Records

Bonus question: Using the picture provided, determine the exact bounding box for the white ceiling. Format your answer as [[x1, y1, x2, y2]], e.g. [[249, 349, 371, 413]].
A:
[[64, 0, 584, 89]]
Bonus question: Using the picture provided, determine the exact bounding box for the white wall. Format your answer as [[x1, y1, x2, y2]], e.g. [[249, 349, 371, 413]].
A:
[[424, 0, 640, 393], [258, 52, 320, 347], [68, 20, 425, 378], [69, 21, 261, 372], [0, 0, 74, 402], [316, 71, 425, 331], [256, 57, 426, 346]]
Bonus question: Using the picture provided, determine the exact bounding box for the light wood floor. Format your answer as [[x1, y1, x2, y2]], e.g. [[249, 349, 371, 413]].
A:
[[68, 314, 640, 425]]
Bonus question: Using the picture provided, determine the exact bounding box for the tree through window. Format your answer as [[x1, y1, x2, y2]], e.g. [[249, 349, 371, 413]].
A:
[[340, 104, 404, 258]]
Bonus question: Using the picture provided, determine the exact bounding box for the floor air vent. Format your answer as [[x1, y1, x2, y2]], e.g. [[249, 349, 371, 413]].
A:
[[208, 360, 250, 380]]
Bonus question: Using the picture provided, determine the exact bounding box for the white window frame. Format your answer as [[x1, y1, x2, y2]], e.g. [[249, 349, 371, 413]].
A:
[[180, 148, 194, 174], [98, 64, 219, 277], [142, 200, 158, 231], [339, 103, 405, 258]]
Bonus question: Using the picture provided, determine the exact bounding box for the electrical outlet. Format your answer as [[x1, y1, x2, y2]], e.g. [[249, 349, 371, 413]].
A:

Work item
Copy each line of the records above that carries the word "picture".

Completed exercise
Bonus question: Using the picture provided, determine the exact bounding box for the white ceiling. Format your answer as [[x1, y1, x2, y2]], e.g. [[249, 349, 371, 413]].
Bonus question: Using the picture provided, determine the exact bounding box for the white wall. Format your answer as [[x1, y1, x2, y2]], e.g. [[249, 349, 371, 413]].
Bonus question: Using the picture provided, determine the exact bounding box for the light wood floor. Format your answer as [[x1, y1, x2, y2]], e.g. [[249, 349, 371, 413]].
Bonus question: Using the picture provided, determine the exact bounding box for the tree through window. Format your answer as [[x1, y1, x2, y2]], e.g. [[249, 349, 371, 413]].
Bonus question: Using the picture provided, determine the exact bounding box for the floor air vent. Format your answer as [[x1, y1, x2, y2]], e.g. [[249, 349, 371, 413]].
Bonus question: Using the picture provided, determine the exact bounding box for the white window frame. Format your answer as [[x1, y1, x2, y2]], e.g. [[249, 349, 371, 413]].
Bonus question: Using the picture provided, determine the exact bounding box for the electrical outlet. Format your answer as [[x1, y1, x2, y2]], e.g. [[249, 349, 371, 413]].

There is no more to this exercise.